Count the lines in the entries below that contain the string "covered", treating uppercase and lowercase as different, and reply with only that number.

■ **RECORDED INFORMATION**
--- Start ---
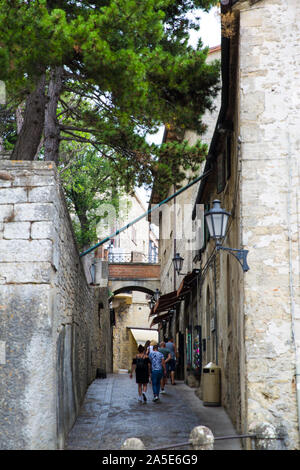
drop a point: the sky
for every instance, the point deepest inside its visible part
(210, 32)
--- End ---
--- Start ---
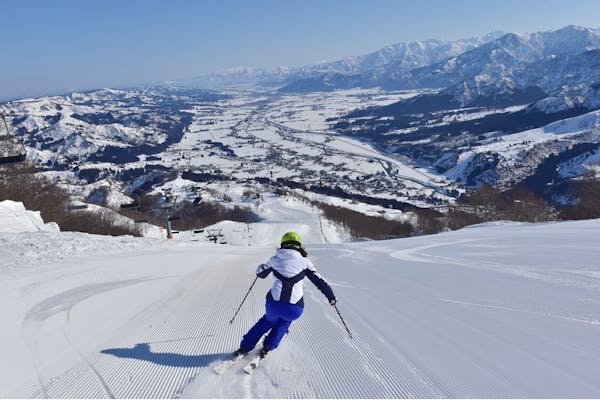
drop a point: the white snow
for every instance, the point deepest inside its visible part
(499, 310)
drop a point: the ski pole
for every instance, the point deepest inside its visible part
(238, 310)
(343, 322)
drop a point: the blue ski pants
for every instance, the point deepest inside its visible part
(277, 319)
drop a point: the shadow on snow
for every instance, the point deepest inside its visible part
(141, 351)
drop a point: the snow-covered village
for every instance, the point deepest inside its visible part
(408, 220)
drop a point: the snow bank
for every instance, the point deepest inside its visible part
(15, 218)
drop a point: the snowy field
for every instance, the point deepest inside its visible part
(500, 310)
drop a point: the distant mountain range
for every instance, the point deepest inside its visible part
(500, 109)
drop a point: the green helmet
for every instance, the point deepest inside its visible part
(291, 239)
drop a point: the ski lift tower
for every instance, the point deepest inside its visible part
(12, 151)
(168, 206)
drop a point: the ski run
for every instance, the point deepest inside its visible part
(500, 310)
--- End ---
--- Start ---
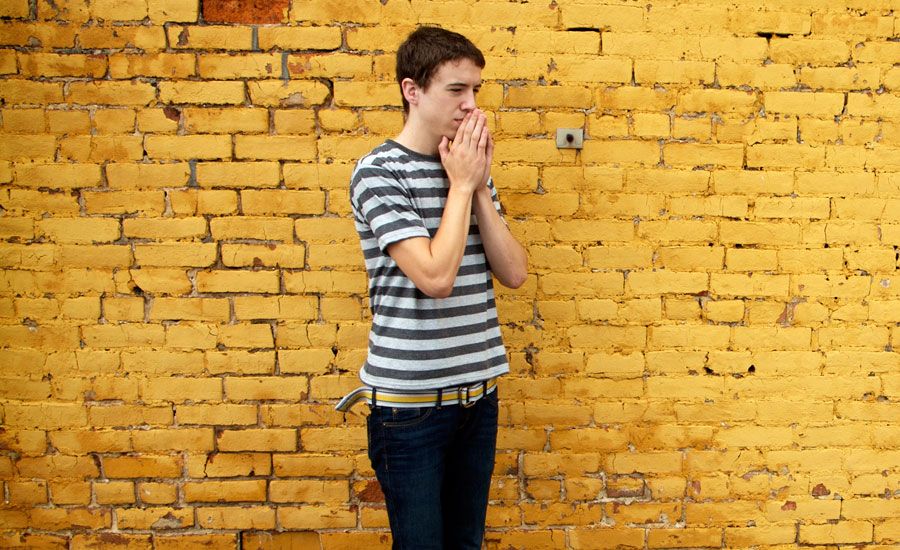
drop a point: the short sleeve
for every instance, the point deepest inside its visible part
--- End ---
■ **RESULT**
1